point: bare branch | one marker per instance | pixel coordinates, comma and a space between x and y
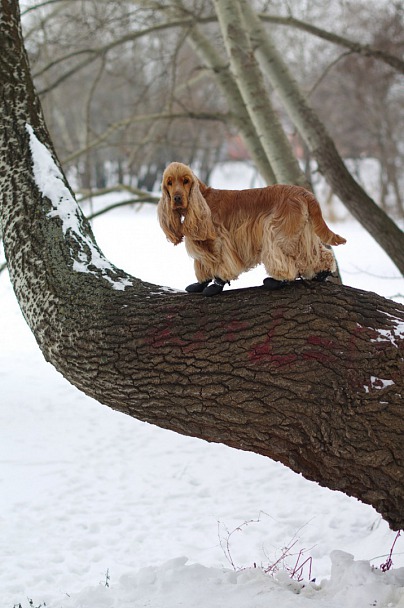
356, 47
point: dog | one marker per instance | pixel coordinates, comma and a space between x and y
228, 232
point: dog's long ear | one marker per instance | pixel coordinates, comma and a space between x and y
170, 220
198, 223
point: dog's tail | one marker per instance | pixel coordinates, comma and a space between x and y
327, 236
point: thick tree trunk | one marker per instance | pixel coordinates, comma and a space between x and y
311, 376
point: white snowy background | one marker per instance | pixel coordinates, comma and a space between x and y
100, 510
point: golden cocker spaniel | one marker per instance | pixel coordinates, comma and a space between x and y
227, 232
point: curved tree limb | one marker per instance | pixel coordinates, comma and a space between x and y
311, 376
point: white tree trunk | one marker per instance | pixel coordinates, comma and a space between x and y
252, 88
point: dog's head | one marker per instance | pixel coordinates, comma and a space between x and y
178, 181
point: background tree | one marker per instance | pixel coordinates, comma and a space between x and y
170, 106
311, 376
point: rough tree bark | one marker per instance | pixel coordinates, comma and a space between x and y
311, 376
251, 85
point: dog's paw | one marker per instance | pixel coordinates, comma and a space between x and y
272, 284
215, 287
197, 287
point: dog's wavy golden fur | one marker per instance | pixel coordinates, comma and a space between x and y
227, 232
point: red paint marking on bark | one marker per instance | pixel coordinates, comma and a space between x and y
262, 353
318, 355
233, 328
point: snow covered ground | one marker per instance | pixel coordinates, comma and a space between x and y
100, 510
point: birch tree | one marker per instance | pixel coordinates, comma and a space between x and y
320, 144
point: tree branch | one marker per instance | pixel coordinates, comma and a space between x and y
356, 47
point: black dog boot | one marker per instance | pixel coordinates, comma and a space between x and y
272, 284
322, 276
215, 288
197, 287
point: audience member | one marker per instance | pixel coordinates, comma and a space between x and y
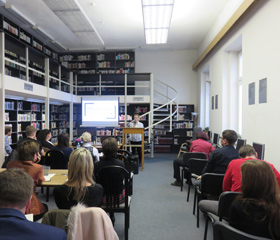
44, 136
232, 179
257, 211
8, 133
63, 145
87, 144
16, 188
221, 157
80, 187
136, 139
110, 149
30, 132
199, 145
28, 153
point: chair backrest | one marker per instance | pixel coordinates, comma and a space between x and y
56, 159
56, 218
225, 201
223, 231
113, 180
196, 165
212, 185
187, 156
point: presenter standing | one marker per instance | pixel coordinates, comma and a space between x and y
136, 139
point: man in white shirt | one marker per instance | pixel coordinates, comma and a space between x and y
136, 139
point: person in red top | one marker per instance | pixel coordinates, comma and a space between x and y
199, 145
232, 179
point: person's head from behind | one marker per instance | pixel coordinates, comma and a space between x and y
63, 140
110, 148
8, 130
30, 132
80, 171
229, 137
86, 137
202, 135
16, 188
258, 181
28, 151
247, 151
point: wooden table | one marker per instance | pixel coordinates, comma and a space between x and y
59, 178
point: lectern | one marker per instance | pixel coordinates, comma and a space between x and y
134, 131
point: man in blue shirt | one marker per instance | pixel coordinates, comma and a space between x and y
16, 188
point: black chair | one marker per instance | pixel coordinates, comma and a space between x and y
185, 169
211, 188
113, 179
223, 231
225, 201
196, 167
56, 159
128, 167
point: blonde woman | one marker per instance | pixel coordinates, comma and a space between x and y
80, 187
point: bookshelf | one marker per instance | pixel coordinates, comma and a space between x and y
19, 114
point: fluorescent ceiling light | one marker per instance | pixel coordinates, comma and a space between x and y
157, 18
73, 16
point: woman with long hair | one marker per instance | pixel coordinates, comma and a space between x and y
80, 187
257, 211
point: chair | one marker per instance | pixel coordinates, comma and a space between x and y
186, 157
56, 218
128, 167
225, 201
90, 223
211, 188
183, 149
111, 178
223, 231
196, 167
56, 159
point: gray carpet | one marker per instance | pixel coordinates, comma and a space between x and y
158, 210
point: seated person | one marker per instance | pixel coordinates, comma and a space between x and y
110, 149
80, 187
232, 179
28, 153
199, 145
63, 145
30, 133
87, 144
257, 211
44, 136
16, 189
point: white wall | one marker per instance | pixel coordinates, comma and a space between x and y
173, 68
261, 49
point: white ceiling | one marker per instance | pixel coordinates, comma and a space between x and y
120, 23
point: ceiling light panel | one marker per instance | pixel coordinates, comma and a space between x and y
157, 18
70, 12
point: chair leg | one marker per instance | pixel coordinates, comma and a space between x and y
197, 212
189, 189
182, 179
206, 227
194, 201
126, 225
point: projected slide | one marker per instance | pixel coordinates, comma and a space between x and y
100, 111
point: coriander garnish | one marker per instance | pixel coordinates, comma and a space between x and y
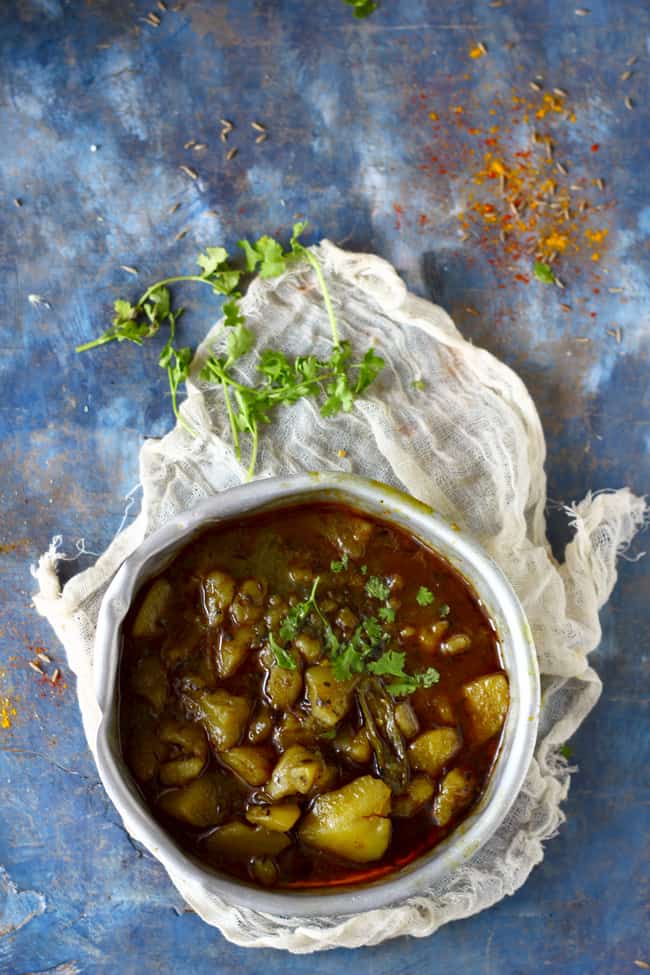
337, 380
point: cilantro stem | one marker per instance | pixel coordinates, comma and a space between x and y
253, 460
315, 263
172, 389
233, 425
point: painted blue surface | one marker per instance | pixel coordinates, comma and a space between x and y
343, 148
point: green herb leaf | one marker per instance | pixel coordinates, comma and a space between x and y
340, 565
544, 273
283, 657
424, 596
377, 588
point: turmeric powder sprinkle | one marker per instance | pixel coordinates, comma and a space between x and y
513, 198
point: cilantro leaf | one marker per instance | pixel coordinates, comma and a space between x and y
377, 588
390, 664
283, 657
340, 565
424, 596
544, 273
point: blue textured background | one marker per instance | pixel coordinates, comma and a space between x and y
343, 147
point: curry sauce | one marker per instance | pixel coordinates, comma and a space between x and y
310, 697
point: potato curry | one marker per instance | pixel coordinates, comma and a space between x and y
310, 697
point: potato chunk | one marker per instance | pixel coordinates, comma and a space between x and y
197, 803
351, 822
431, 750
280, 817
248, 604
218, 592
223, 715
418, 792
149, 680
237, 841
231, 653
330, 699
252, 763
457, 790
283, 687
296, 773
486, 702
148, 621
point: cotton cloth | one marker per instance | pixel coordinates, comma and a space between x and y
466, 440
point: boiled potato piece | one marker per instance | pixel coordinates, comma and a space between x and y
457, 790
293, 730
431, 750
248, 604
237, 841
148, 621
418, 792
224, 716
296, 773
351, 822
264, 871
330, 699
149, 680
218, 593
252, 763
197, 803
308, 647
280, 817
231, 653
283, 687
261, 725
186, 749
486, 702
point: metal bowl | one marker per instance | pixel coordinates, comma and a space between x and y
465, 555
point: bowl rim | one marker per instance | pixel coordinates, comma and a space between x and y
431, 528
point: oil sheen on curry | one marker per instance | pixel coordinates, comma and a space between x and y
310, 697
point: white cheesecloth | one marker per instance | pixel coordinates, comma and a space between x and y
470, 444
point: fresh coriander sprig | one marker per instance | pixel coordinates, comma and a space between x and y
338, 379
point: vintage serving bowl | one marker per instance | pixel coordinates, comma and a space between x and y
487, 581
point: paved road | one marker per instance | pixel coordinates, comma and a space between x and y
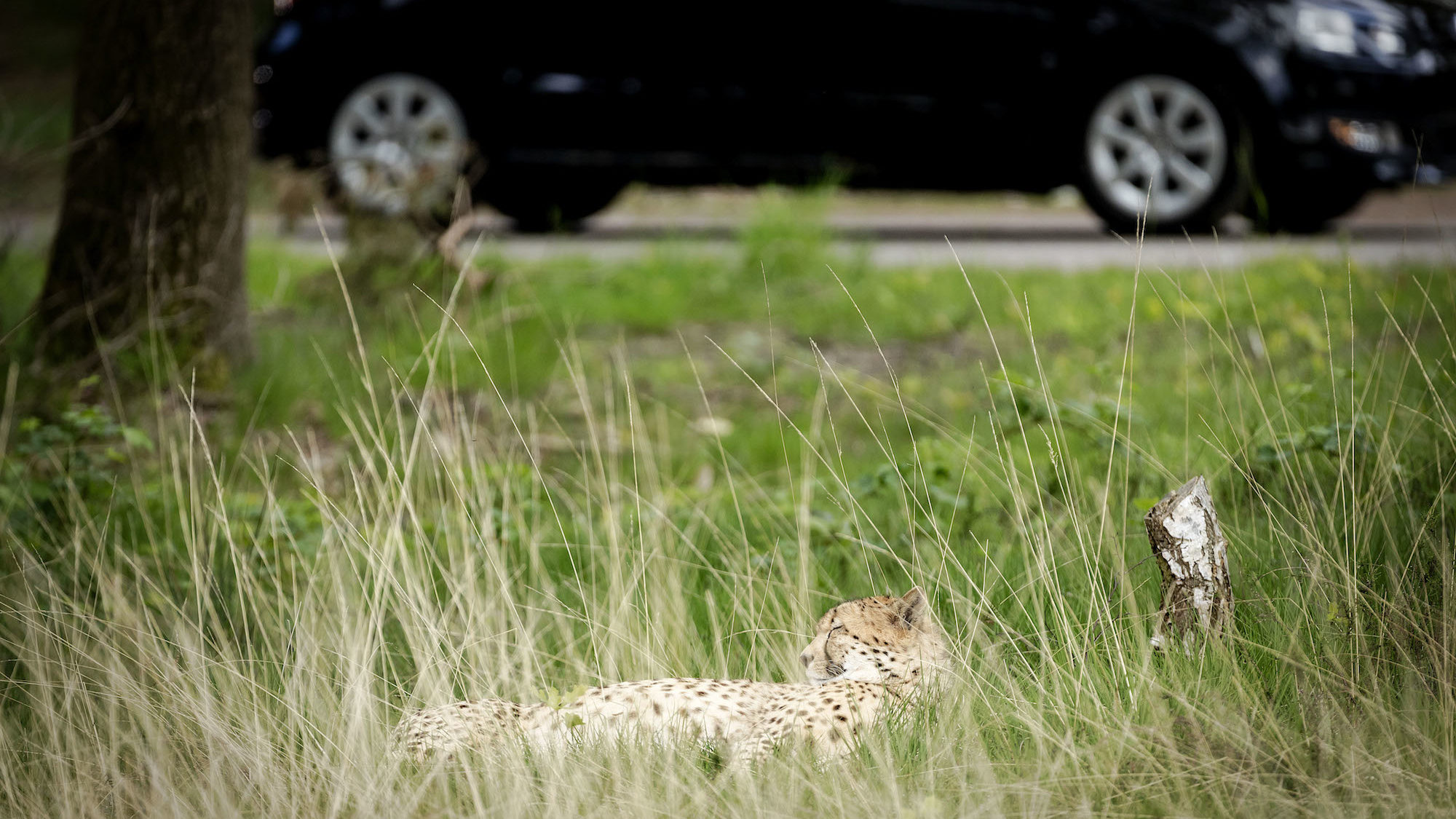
998, 232
1048, 240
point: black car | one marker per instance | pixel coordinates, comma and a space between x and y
1186, 110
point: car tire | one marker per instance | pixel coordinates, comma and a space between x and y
1164, 148
545, 200
1301, 205
397, 145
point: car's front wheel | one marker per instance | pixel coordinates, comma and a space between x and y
1160, 148
397, 145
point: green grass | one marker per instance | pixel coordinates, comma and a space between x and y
522, 491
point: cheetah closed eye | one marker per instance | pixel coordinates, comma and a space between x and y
866, 653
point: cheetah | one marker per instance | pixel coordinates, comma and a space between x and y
866, 654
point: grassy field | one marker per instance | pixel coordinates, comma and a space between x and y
219, 605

◆ ◆ ◆ ◆ ◆ ◆ ◆

*SHORT TASK*.
Make an exact copy of the listing above. Do not include the pictures.

*REPLY TO THE EXERCISE*.
point: bare branch | one marker per instance | pixel coordinates, comma and a space between x and y
356, 47
point: dog | one marker per instance | pixel coordinates, comma and a space between x and y
228, 232
point: dog's long ear | one marker per instance | pixel coordinates, comma and a space between x and y
170, 220
198, 223
point: dog's tail | one marker per instance | pixel coordinates, comma and a space between x and y
327, 236
point: thick tree trunk | one marker per instance | pixel coordinates, comma and a space between x and y
311, 376
point: white snowy background | one marker per instance | pixel coordinates, comma and a space between x and y
100, 510
point: golden cocker spaniel | one marker per instance | pixel coordinates, comma and a space between x and y
227, 232
point: curved tree limb | one marker per instance | pixel coordinates, comma and a space between x and y
311, 376
point: white tree trunk | one marker per instance | pixel coordinates, comma and a space between x and y
252, 88
point: dog's head | one marker per instance | pixel coordinates, comma and a space between x and y
178, 181
point: background tree | one marker per instance | pixel coordinates, comma and a space between x and y
170, 106
311, 376
point: rough tree bark | one marker per instance | pixel coordinates, comma and a space between x and y
311, 376
251, 85
point: dog's paw | one marker per instance | pixel coordinates, comma and a space between x and y
272, 284
215, 287
197, 287
point: dog's wavy golden fur | one marker per instance | pixel coordinates, comma and a space between x and y
227, 232
point: red paint marking on bark | one marker per instance | pixel coordinates, comma and a space between x and y
262, 353
318, 355
233, 328
point: snow covered ground | one marker per instance | pixel coordinates, comma and a space between x and y
100, 510
point: birch tree | one marker per instance | pixel coordinates, comma and a space between x and y
320, 144
point: tree branch | one marker per instance | pixel coordinates, comma and a space between x and y
356, 47
point: black dog boot | one marker per instance | pixel coordinates, comma and a space between x and y
272, 284
322, 276
215, 288
197, 287
point: audience member | one marker per instance | pixel coordinates, comma and a space between x and y
44, 136
232, 179
257, 211
8, 133
63, 145
87, 144
16, 188
221, 157
80, 187
136, 139
110, 149
30, 132
199, 145
28, 153
point: chair backrest | one marker per instance | pixel coordinates, comma and a space between x and y
56, 159
56, 218
225, 201
223, 231
113, 180
196, 165
212, 185
187, 156
point: presenter standing | one marker per instance | pixel coordinates, comma and a space between x and y
136, 139
point: man in white shirt | one marker per instance | pixel coordinates, comma and a space between x and y
136, 139
point: person in red top | one marker per instance | pixel coordinates, comma and a space between x and y
199, 145
232, 179
point: person's head from behind | one marker per instance | pixel coordinates, comma and a space between x and y
63, 140
110, 148
8, 130
30, 132
80, 171
229, 137
86, 137
202, 135
16, 188
258, 181
28, 151
247, 151
point: wooden table | one marker per instance | pixel coordinates, comma and a space between x and y
59, 178
point: lectern | one marker per instance | pixel coordinates, comma and a space between x and y
134, 131
point: man in blue shirt | one marker per instance | pixel coordinates, comma and a space between x and y
16, 188
point: black chair | one marker per instance | pixel coordinates, comma and a space between x and y
185, 169
211, 188
113, 179
223, 231
225, 201
196, 167
56, 159
128, 167
point: blonde woman | one marker per instance | pixel coordinates, comma and a space between x and y
80, 187
point: bookshelf | one marker per instance | pixel coordinates, comma and a space between x and y
19, 114
point: fluorescent ceiling light | one marker per instance | pixel coordinates, comma and a space between x and y
157, 18
73, 16
point: woman with long hair | one marker per instance | pixel coordinates, comma and a space between x and y
80, 187
257, 211
point: chair | one marker per instance | pixel coordinates, comma and a space between x and y
186, 157
56, 218
128, 167
225, 201
90, 223
211, 188
183, 149
111, 178
223, 231
196, 167
56, 159
point: gray carpet | one marker per instance | pixel coordinates, comma and a space between x and y
158, 210
point: seated person | one marker per instance | pixel coordinates, comma and a space between x and y
110, 149
80, 187
232, 179
28, 153
199, 145
63, 145
30, 133
87, 144
257, 211
44, 136
16, 189
point: white wall | one marker per instance | pixel coordinates, comma and a space between x and y
173, 68
261, 49
point: white ceiling | one marker per instance | pixel coordinates, comma and a space between x and y
120, 23
point: ceiling light panel | one marker per instance | pixel coordinates, comma and a space between x and y
157, 18
70, 12
point: chair leg | one marker per instance | pixel coordinates, comma and a space between x and y
197, 212
189, 189
182, 179
206, 227
194, 201
126, 225
point: projected slide | one marker per instance | pixel coordinates, comma and a space between x and y
100, 111
point: coriander garnish | one marker per instance | pixel coordinates, comma and a space between x and y
337, 380
point: cilantro stem | one marker per instance | pixel coordinates, comma and a space between x and y
253, 460
315, 263
172, 389
233, 425
point: painted blue surface | one marker per instance | pixel coordinates, comma and a space between x and y
343, 148
point: green herb leaf | one marker per instance | pixel coordinates, comma and a space between x and y
340, 565
544, 273
283, 657
424, 596
377, 588
point: turmeric powder sprinkle | one marker per instance | pixel coordinates, comma and a space between x and y
513, 198
point: cilantro leaf | one marker per instance | pixel coordinates, comma and a space between x and y
377, 588
390, 664
283, 657
340, 565
424, 596
544, 273
point: blue textured background | one marker per instance | pixel coordinates, comma and a space between x and y
343, 147
point: curry sauce | one marker per instance | pixel coordinates, comma and a space between x and y
310, 697
point: potato curry | one marker per instance | pixel coordinates, comma and a space between x and y
310, 697
point: potato chunk | one marker per instance | pixel coordinates, comma and a space between x and y
197, 803
351, 822
431, 750
280, 817
248, 604
218, 592
223, 715
418, 792
149, 680
237, 841
231, 653
330, 699
252, 763
457, 790
283, 687
296, 773
486, 702
148, 621
point: cotton cloth | one marker per instance | pixel coordinates, comma and a space between x and y
466, 440
point: boiled potato piece | one marker per instance | pixel coordinates, comma and a space between x and y
457, 790
293, 730
431, 750
248, 604
237, 841
148, 621
418, 792
224, 716
296, 773
351, 822
264, 871
330, 699
149, 680
218, 593
252, 763
197, 803
308, 647
280, 817
231, 653
283, 687
261, 725
186, 749
486, 702
point: metal bowl | one marker per instance | pixel coordinates, comma and a space between x and y
465, 555
point: bowl rim | one marker per instance | pixel coordinates, comma and a space between x and y
431, 528
point: oil sheen on curry | one marker per instance | pixel coordinates, comma and a space between x and y
310, 697
point: white cheesecloth | one marker per instance | pixel coordinates, comma and a space between x and y
470, 444
point: fresh coriander sprig | one marker per instance | pixel coordinates, comma and a space between x and y
338, 379
point: vintage serving bowl | one marker per instance | pixel coordinates, comma and a space between x and y
487, 581
point: paved road | one marker per instance | pixel coordinates, comma and a space between x and y
998, 232
1048, 240
point: black car | one marker per instance | pixel coordinates, comma and a space between x and y
1186, 110
point: car tire | one marker per instance | pixel coordinates, comma and a space between x and y
1164, 148
545, 200
1301, 205
397, 145
point: car's front wheel | one marker per instance | pixel coordinates, comma and a space between x and y
1160, 148
397, 145
point: green grass | one marker per instance | pixel coordinates, comma and a space between x and y
522, 491
point: cheetah closed eye | one marker per instance | pixel coordinates, comma and a space between x and y
866, 653
point: cheetah | one marker per instance | pixel coordinates, comma and a space between x and y
866, 654
point: grassy field | one marker per instance | pixel coordinates, comma and a space between x and y
219, 605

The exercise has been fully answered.